> [Exercise instructions]
Whatever appears in the data below, copy it exactly.

[Data records]
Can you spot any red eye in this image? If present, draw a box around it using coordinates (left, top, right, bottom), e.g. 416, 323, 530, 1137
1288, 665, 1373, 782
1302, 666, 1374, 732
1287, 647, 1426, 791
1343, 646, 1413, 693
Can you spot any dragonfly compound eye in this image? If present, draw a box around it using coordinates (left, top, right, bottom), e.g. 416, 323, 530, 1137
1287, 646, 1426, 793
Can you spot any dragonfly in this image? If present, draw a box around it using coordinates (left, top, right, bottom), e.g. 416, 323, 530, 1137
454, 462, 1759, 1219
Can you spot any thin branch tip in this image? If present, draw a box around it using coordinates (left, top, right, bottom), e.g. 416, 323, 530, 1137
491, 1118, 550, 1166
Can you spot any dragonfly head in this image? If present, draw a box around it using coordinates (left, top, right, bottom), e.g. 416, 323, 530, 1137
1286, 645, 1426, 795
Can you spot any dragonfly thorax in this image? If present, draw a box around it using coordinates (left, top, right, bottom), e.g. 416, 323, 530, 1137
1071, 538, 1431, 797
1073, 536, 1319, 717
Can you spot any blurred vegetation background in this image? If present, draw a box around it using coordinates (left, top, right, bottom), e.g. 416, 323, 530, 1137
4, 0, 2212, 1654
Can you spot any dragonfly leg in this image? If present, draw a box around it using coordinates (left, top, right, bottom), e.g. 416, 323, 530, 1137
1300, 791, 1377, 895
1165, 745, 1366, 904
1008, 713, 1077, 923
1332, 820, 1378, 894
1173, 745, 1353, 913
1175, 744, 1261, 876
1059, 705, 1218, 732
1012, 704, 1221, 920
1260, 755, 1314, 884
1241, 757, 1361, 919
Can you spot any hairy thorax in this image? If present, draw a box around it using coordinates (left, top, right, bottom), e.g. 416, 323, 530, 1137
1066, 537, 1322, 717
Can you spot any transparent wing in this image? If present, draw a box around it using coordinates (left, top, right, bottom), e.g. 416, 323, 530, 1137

> [Response]
Can you spot any red eye in this image? If present, draw a box around it using coordinates (left, top, right, bottom), e.g. 416, 323, 530, 1137
1288, 665, 1373, 782
1302, 666, 1374, 732
1287, 647, 1426, 791
1343, 646, 1413, 693
Can you spot any dragonfly compound eye in this image? If present, draw a box around it using coordinates (left, top, right, bottom), e.g. 416, 323, 530, 1137
1287, 646, 1426, 793
Can you spot any dragonfly in this image? If present, draw a box around it using coordinates (left, top, right, bottom), e.g. 416, 323, 530, 1137
454, 462, 1759, 1219
Can you spot any thin branch tip in this image? If present, draw a box around it using coordinates (left, top, right, bottom), e.g. 416, 323, 530, 1137
491, 1118, 550, 1166
Can you spot any dragonfly head in this image? If present, draw a box around it using coordinates (left, top, right, bottom), e.g. 416, 323, 530, 1137
1286, 645, 1426, 795
Can you spot any dragonfly thorax in this image? If present, draw a box around it using coordinates (left, top, right, bottom), e.g. 416, 323, 530, 1137
1071, 538, 1431, 797
1073, 536, 1319, 717
Can you spot any blurred vegetation background in this image? If present, draw a box around it using coordinates (left, top, right, bottom), e.g. 416, 323, 530, 1137
4, 0, 2212, 1654
Can you spot any dragonfly leg in this image? If present, draw a box around it using coordinates (left, top, right, bottom), e.g. 416, 323, 530, 1137
1300, 791, 1377, 895
1165, 745, 1366, 904
1008, 713, 1077, 923
1332, 820, 1378, 894
1173, 745, 1353, 913
1175, 744, 1261, 876
1059, 705, 1218, 732
1012, 704, 1221, 920
1260, 755, 1314, 884
1241, 757, 1361, 919
Can you spot any hairy thorax in this image? If present, draw a box around it using coordinates (left, top, right, bottom), e.g. 416, 323, 530, 1137
1066, 537, 1322, 717
Can you spot any transparent wing in this image? If present, draw a box around it using coordinates (left, top, right, bottom), e.g. 416, 323, 530, 1137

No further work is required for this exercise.